• [REQUESTS]
• a. In the message on the shared detoast Datum proposal, what has its author added for deletes and updates of the toasted values?
• b. Translate this sentence from the message on the shared detoast Datum proposal into Spanish: "I've added cache entry invalidation and data removal on delete and update of the toasted values and am currently experimenting with large values."
• c. Continue the message on the shared detoast Datum proposal from the point where it stops.

• [TEXT TO READ]
%%

Re: Shared detoast Datum proposal

From: Nikita Malakhov <hukutoc(at)gmail(dot)com>
To: Andy Fan <zhihuifan1213(at)163(dot)com>
Cc: Tomas Vondra <tomas(dot)vondra(at)enterprisedb(dot)com>, Michael Zhilin <m(dot)zhilin(at)postgrespro(dot)ru>, Peter Smith <smithpb2250(at)gmail(dot)com>, vignesh C <vignesh21(at)gmail(dot)com>, Matthias van de Meent <boekewurm+postgres(at)gmail(dot)com>, pgsql-hackers(at)lists(dot)postgresql(dot)org
Subject: Re: Shared detoast Datum proposal
Date: 2024-03-05 09:03:35
Message-ID: CAN-LCVMpvTaWDO6RSKzS4D_-PVTnezRcVgP2O_ciUQiMuMFA1A@mail.gmail.com
Views: Raw Message | Whole Thread | Download mbox | Resend email
Thread:
Lists: pgsql-hackers

Hi,

Tomas, sorry for confusion, in my previous message I meant exactly
the same approach you've posted above, and came up with almost
the same implementation.

Thank you very much for your attention to this thread!

I've asked Andy about this approach because of the same reasons you
mentioned - it keeps cache code small, localized and easy to maintain.

The question that worries me is the memory limit, and I think that cache
lookup and entry invalidation should be done in toast_tuple_externalize
code, for the case the value has been detoasted previously is updated
in the same query, like
UPDATE test SET value = value || '...';

I've added cache entry invalidation and data removal on delete and update
of the toasted values and am currently experimenting with large values.

On Tue, Mar 5, 2024 at 5:59 AM Andy Fan <zhihuifan1213(at)163(dot)com> wrote:

>
> >
> >> 2. more likely to use up all the memory which is allowed. for example:
> >> if we set the limit to 1MB, then we kept more data which will be not
> >> used and then consuming all of the 1MB.
> >>
> >> My method is resolving this with some helps from other modules (kind of
> >> invasive) but can control the eviction well and use the memory as less
> >> as possible.
> >>
> >
> > Is the memory usage really an issue? Sure, it'd be nice to evict entries
> > as soon as we can prove they are not needed anymore, but if the cache
> > limit is set to 1MB it's not really a problem to use 1MB.
>
> This might be a key point which leads us to some different directions, so
> I want to explain more about this, to see if we can get some agreement
> here.
>
> It is a bit hard to decide which memory limit to set, 1MB, 10MB or 40MB,
> 100MB. In my current case it is 40MB at least. Less memory limit
> causes cache ineffecitve, high memory limit cause potential memory
> use-up issue in the TOAST cache design. But in my method, even we set a
> higher value, it just limits the user case it really (nearly) needed,
> and it would not cache more values util the limit is hit. This would
> make a noticable difference when we want to set a high limit and we have
> some high active sessions, like 100 * 40MB = 4GB.
>
> > On 3/4/24 18:08, Andy Fan wrote:
> >> ...
> >>>
> >>>> I assumed that releasing all of the memory at the end of executor once
> >>>> is not an option since it may consumed too many memory. Then, when and
> >>>> which entry to release becomes a trouble for me. For example:
> >>>>
> >>>> QUERY PLAN
> >>>> ------------------------------
> >>>> Nested Loop
> >>>> Join Filter: (t1.a = t2.a)

%%

• [DATASET SECTION]
%%

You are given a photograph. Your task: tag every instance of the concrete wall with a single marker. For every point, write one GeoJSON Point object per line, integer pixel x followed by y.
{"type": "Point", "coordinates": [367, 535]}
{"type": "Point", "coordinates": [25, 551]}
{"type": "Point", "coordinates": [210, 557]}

%%

• [TASK RESPONSES]
• a. Cache entry invalidation and data removal.

• b. He añadido la invalidación de entradas de caché y la eliminación de datos al borrar y actualizar los valores almacenados en TOAST, y actualmente estoy experimentando con valores grandes.

• c.
> >>>> -> Seq Scan on t1
> >>>> -> Seq Scan on t2
> >>>> (4 rows)
> >>>>
> >>>> In this case t1.a needs a longer lifespan than t2.a since it is
> >>>> in outer relation. Without the help from slot's life-cycle system, I
> >>>> can't think out a answer for the above question.
> >>>>
> >>>
> >>> This is true, but how likely such plans are? I mean, surely no one
> would
> >>> do nested loop with sequential scans on reasonably large tables, so how
> >>> representative this example is?
> >>
> >> Acutally this is a simplest Join case, we still have same problem like
> >> Nested Loop + Index Scan which will be pretty common.
> >>
> >
> > Yes, I understand there are cases where LRU eviction may not be the best
> > choice - like here, where the "t1" should stay in the case. But there
> > are also cases where this is the wrong choice, and LRU would be better.
> >
> > For example a couple paragraphs down you suggest to enforce the memory
> > limit by disabling detoasting if the memory limit is reached. That means
> > the detoasting can get disabled because there's a single access to the
> > attribute somewhere "up the plan tree". But what if the other attributes
> > (which now won't be detoasted) are accessed many times until then?
>
> I am not sure I can't follow up here, but I want to explain more about
> the disable-detoast-sharing logic when the memory limit is hit. When
> this happen, the detoast sharing is disabled, but since the detoast
> datum will be released every soon when the slot->tts_values[*] is
> discard, then the 'disable' turn to 'enable' quickly. So It is not
> true that once it is get disabled, it can't be enabled any more for the
> given query.
>
> > I think LRU is a pretty good "default" algorithm if we don't have a very
> > good idea of the exact life span of the values, etc. Which is why other
> > nodes (e.g. Memoize) use LRU too.
>
> > But I wonder if there's a way to count how many times an attribute is
> > accessed (or is likely to be). That might be used to inform a better
> > eviction strategy.
>
> Yes, but in current issue we can get a better esitimation with the help
> of plan shape and Memoize depends on some planner information as well.
> If we bypass the planner information and try to resolve it at the
> cache level, the code may become to complex as well and all the cost is
> run time overhead while the other way is a planning timie overhead.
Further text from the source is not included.